Texte:
──────────────────────────────
Le slam, à entendre, je n’aime pas vraiment, mais j’ai aimé les séances car les Lyricalistes étaient sympas.
Maxime
Au début, je ne trouvais pas de mots pour écrire des textes, je n’étais pas inspiré, mais peu à peu, j’ai réussi à en faire. Ça m’a appris à réfléchir un peu plus que d’habitude et à me concentrer sur ce que j’avais à faire. Au spectacle, je ne voulais pas passer car j’avais trop peur et j’avais le trac. Mais grâce à Khalid, Marco et Nico, je suis passé, c’est eux qui m’ont poussé pour y aller. Ça m’a appris aussi à m’exprimer correctement devant quelques personnes.
Sylvain
[…] Le slam a été pour moi une bonne expérience car maintenant, je sais m’exprimer, […] me concentrer pour une chose que j’aime et que j’ai envie de faire.
──────────────────────────────
Données de l'exercice:
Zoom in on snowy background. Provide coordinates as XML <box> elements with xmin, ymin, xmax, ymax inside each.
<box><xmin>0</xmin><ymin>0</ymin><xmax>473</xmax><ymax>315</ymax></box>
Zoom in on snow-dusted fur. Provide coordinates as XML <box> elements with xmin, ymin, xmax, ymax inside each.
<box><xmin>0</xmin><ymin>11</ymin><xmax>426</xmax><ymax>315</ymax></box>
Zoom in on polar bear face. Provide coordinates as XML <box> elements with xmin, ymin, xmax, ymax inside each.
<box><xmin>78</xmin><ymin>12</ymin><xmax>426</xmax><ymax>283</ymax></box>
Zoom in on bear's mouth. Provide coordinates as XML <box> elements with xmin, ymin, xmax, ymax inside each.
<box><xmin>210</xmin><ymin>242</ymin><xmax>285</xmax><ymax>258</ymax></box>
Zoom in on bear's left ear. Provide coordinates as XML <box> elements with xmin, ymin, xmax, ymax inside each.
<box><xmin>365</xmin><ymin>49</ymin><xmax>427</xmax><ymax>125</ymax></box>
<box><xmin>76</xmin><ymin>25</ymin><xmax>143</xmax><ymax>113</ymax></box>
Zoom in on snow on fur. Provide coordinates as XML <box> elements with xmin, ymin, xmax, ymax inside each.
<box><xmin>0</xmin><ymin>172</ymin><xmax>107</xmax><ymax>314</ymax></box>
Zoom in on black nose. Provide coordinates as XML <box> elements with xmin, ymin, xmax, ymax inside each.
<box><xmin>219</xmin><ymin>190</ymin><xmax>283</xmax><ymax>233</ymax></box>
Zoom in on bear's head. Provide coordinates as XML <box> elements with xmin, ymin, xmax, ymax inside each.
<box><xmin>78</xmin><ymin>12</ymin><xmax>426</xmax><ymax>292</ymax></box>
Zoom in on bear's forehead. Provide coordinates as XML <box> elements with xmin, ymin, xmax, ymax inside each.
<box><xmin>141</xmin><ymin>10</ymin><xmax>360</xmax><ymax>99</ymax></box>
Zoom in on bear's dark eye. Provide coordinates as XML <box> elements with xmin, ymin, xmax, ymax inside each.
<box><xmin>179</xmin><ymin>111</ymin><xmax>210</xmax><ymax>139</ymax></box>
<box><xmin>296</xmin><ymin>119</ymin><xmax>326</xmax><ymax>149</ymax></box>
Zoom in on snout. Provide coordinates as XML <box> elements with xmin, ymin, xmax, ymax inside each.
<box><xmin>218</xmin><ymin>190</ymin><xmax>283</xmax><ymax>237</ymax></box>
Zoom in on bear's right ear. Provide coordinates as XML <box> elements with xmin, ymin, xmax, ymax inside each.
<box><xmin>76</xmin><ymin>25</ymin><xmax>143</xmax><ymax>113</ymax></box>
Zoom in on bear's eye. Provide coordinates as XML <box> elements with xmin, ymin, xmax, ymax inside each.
──────────────────────────────
Exercice court A: Relevez chacune des lignes de données où figure la chaîne « face », en tenant compte de la casse.
Exercice court B: Prolongez les témoignages sur les séances de slam au-delà de leur dernière phrase.

Résultat attendu A:
Zoom in on polar bear face. Provide coordinates as XML <box> elements with xmin, ymin, xmax, ymax inside each.

Résultat attendu B:
Juliana
Une soirée intéressante car il y avait des textes bien parce qu’ils nous faisaient rigoler. Quand certains élèves allaient sur scène, parfois, il y avait du manque de respect et je trouve cela pas très bien, car quand eux, ils passaient, on écoutait leurs textes.
Luis
Pendant des mois, on a slamé, joué avec les mots… J’ai appris qu’écrire, ça pouvait énormément soulager. D’ailleurs, avant, j’avais un journal que je ne sortais pas du placard. Maintenant, il est presque fini, et j’adore dire mes opinions, mes sentiments, me soulager. Maintenant, grâce au slam, quand j’écris, j’ai l’impression que je me confie. Ecrire, c’est important, on favorise l’écriture et l’orthographe en plus. On peut exprimer tout, les colères, les moments de tristesse, dire tout ce que l’on pense, son avis…
Marjorie
Pendant trois mois, on a appris à slamer, c’est-à-dire à écrire des textes qui parlent de nous, de notre entourage, de nos sentiments etc. Pouvoir slamer devant tout le monde, si possible vaincre sa peur, sa timidité.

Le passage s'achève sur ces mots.